Work task >> With the images removed, reproduce each entry below word for word.

- Opening Delimiter -

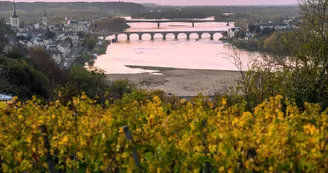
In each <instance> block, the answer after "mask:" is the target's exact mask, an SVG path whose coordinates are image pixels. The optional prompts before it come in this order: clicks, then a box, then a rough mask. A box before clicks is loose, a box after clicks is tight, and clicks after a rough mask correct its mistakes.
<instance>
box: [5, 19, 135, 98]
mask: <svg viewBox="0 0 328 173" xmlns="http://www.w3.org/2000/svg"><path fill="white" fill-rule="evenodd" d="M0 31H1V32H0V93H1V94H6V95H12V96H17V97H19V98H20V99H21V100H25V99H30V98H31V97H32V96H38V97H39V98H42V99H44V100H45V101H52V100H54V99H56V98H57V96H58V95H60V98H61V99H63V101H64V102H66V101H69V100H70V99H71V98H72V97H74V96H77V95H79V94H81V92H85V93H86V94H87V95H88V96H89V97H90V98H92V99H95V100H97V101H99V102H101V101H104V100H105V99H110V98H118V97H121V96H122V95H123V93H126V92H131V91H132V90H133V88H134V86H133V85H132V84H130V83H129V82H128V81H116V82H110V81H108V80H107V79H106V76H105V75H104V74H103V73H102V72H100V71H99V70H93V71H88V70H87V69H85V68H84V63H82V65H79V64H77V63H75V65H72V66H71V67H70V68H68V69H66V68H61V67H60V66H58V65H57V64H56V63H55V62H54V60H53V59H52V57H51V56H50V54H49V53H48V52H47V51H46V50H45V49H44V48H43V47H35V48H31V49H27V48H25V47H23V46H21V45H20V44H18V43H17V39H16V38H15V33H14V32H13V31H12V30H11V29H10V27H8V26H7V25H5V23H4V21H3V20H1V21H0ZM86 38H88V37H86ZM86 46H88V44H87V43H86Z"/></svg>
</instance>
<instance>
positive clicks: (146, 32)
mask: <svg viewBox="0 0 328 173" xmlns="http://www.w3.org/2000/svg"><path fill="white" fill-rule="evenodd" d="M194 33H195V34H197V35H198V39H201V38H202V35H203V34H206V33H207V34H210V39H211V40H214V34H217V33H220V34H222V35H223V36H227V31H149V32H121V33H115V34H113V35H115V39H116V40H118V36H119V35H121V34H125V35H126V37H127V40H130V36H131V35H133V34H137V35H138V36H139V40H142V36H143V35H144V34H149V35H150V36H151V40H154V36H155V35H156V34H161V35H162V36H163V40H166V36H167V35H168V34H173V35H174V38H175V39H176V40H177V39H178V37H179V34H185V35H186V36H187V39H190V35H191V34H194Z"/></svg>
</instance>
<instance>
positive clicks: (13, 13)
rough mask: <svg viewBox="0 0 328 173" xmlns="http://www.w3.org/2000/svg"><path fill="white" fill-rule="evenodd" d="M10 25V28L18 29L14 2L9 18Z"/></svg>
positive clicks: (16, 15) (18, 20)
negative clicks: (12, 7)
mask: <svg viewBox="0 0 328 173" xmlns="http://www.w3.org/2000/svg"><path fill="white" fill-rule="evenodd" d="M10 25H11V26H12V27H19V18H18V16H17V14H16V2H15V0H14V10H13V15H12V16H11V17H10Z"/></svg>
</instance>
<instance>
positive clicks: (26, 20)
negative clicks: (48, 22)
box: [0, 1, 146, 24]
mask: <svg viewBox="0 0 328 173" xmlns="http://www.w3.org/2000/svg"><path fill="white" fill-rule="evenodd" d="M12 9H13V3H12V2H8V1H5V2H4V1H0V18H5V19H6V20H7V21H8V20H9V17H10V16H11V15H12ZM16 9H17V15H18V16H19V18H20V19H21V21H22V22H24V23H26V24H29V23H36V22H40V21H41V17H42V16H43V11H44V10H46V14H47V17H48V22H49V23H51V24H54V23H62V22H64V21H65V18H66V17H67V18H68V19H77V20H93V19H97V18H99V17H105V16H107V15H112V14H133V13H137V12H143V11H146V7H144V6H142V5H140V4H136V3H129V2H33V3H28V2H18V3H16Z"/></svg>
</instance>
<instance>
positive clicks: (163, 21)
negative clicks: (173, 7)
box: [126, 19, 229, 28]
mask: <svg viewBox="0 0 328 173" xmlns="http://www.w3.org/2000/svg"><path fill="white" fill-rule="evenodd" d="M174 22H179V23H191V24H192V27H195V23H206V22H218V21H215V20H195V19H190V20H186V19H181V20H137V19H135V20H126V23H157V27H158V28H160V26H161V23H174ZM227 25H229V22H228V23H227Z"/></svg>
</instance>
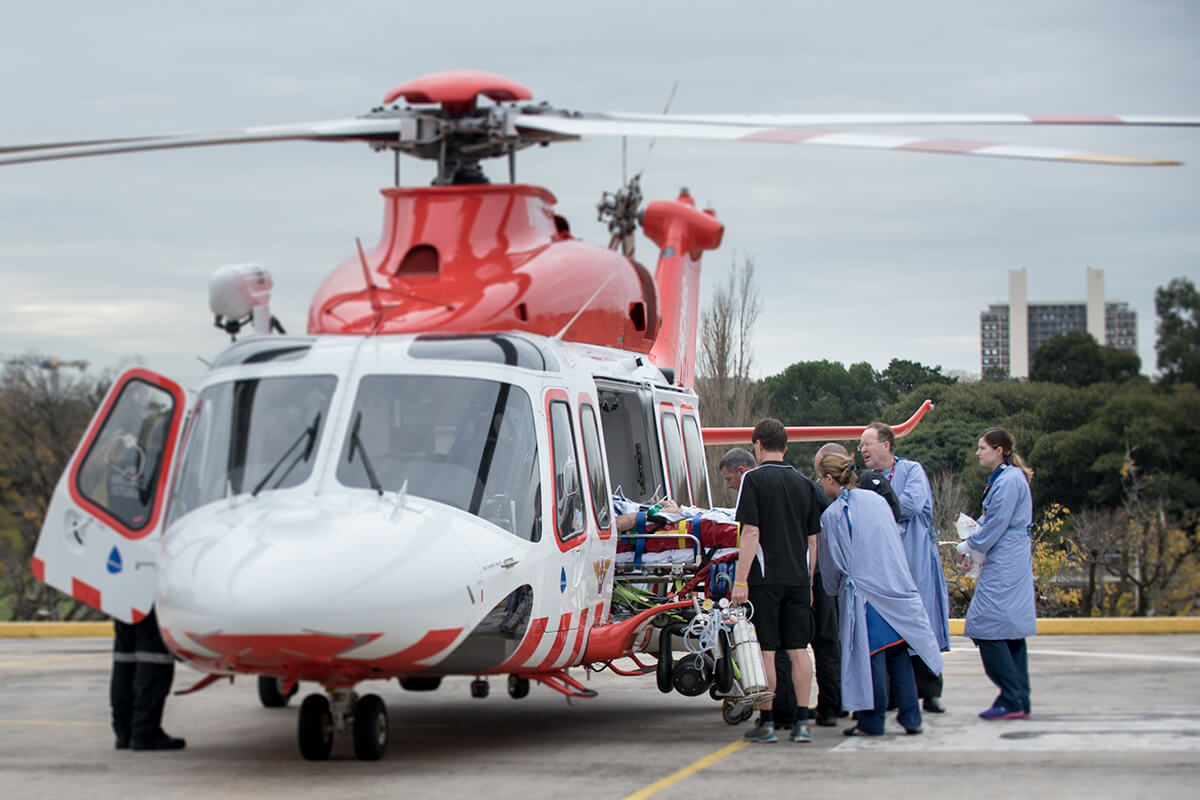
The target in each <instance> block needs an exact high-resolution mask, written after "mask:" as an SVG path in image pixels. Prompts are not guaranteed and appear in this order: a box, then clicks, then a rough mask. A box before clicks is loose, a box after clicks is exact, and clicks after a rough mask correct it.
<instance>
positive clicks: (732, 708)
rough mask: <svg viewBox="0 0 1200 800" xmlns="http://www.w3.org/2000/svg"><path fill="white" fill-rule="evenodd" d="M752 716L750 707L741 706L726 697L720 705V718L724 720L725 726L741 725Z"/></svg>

- Closing Delimiter -

Answer space >>
In each <instance> block, the answer after "mask:" is the target's exact mask, an SVG path whose coordinates are image pixels. The optional prompts before it come in this order: clicks, then a box, then a rough mask. A box before clicks is loose, a box after clicks is tight, and clicks after a rough mask correct its mistakes.
<instance>
box: [5, 19, 135, 98]
mask: <svg viewBox="0 0 328 173" xmlns="http://www.w3.org/2000/svg"><path fill="white" fill-rule="evenodd" d="M0 31H1V32H0V93H1V94H6V95H12V96H17V97H19V98H20V99H21V100H25V99H30V98H31V97H32V96H38V97H39V98H42V99H44V100H45V101H52V100H54V99H56V98H57V96H58V95H60V98H61V99H63V101H64V102H66V101H69V100H70V99H71V98H72V97H74V96H77V95H79V94H81V92H85V93H86V94H87V95H88V96H89V97H90V98H92V99H95V100H97V101H99V102H101V101H104V100H105V99H110V98H118V97H121V96H122V95H123V93H126V92H131V91H132V90H133V88H134V86H133V85H132V84H130V83H129V82H128V81H116V82H110V81H108V80H107V79H106V76H105V75H104V74H103V73H102V72H100V71H99V70H93V71H88V70H87V69H85V68H84V63H82V65H79V64H77V63H75V65H72V66H71V67H70V68H68V69H66V68H61V67H60V66H58V65H57V64H56V63H55V62H54V60H53V59H52V57H51V56H50V54H49V53H48V52H47V51H46V50H45V49H44V48H43V47H35V48H31V49H27V48H25V47H23V46H21V45H20V44H18V43H17V39H16V38H15V33H14V32H13V31H12V30H11V29H10V27H8V26H7V25H5V23H4V21H3V20H1V21H0ZM86 38H88V37H86ZM86 46H88V44H87V43H86Z"/></svg>
</instance>
<instance>
positive clicks: (146, 32)
mask: <svg viewBox="0 0 328 173" xmlns="http://www.w3.org/2000/svg"><path fill="white" fill-rule="evenodd" d="M194 33H195V34H197V35H198V39H201V38H202V35H203V34H206V33H207V34H210V39H211V40H214V34H217V33H220V34H222V35H223V36H227V31H149V32H121V33H115V34H113V35H115V39H116V40H118V36H119V35H121V34H125V35H126V37H127V40H130V36H131V35H133V34H137V35H138V36H139V40H142V36H143V35H144V34H149V35H150V36H151V40H154V36H155V35H156V34H161V35H162V36H163V40H166V36H167V35H168V34H173V35H174V38H175V39H176V40H177V39H178V37H179V34H185V35H186V36H187V39H190V35H191V34H194Z"/></svg>
</instance>
<instance>
positive clicks: (13, 13)
rough mask: <svg viewBox="0 0 328 173" xmlns="http://www.w3.org/2000/svg"><path fill="white" fill-rule="evenodd" d="M10 25V28L18 29L14 2L9 18Z"/></svg>
positive clicks: (16, 15) (18, 20)
negative clicks: (12, 7)
mask: <svg viewBox="0 0 328 173" xmlns="http://www.w3.org/2000/svg"><path fill="white" fill-rule="evenodd" d="M10 25H11V26H12V27H19V18H18V16H17V14H16V2H15V0H14V10H13V15H12V16H11V17H10Z"/></svg>
</instance>
<instance>
positive clicks: (26, 20)
negative clicks: (48, 22)
box: [0, 1, 146, 24]
mask: <svg viewBox="0 0 328 173" xmlns="http://www.w3.org/2000/svg"><path fill="white" fill-rule="evenodd" d="M12 9H13V3H12V2H8V1H5V2H4V1H0V18H5V19H6V20H7V21H8V20H9V17H10V16H11V15H12ZM16 9H17V15H18V16H19V18H20V19H21V21H22V22H24V23H26V24H29V23H36V22H40V21H41V17H42V16H43V11H44V10H46V14H47V17H48V22H49V23H51V24H54V23H62V22H64V21H65V18H66V17H67V18H68V19H77V20H93V19H97V18H99V17H105V16H107V15H112V14H133V13H137V12H143V11H146V7H144V6H142V5H140V4H136V3H129V2H33V3H28V2H18V3H16Z"/></svg>
</instance>
<instance>
positive clicks: (163, 21)
negative clicks: (173, 7)
box: [126, 19, 229, 28]
mask: <svg viewBox="0 0 328 173" xmlns="http://www.w3.org/2000/svg"><path fill="white" fill-rule="evenodd" d="M174 22H179V23H191V24H192V27H195V23H206V22H218V21H215V20H195V19H190V20H186V19H181V20H137V19H135V20H126V23H157V27H158V28H160V26H161V23H174ZM227 25H229V22H228V23H227Z"/></svg>
</instance>
The target in each <instance> block needs an exact high-resolution mask, written after "mask:" as an SVG path in image pixels. Prompts are not guaranteed and appear in this order: a box, then clicks, then a rough mask. A box before clicks is loose, a box after clicks is exact, and clicks after a rough mask correct it.
<instance>
positive clicks: (732, 708)
rough mask: <svg viewBox="0 0 1200 800" xmlns="http://www.w3.org/2000/svg"><path fill="white" fill-rule="evenodd" d="M752 716L750 707L741 706L726 697L720 705V718L724 720L725 726L741 725Z"/></svg>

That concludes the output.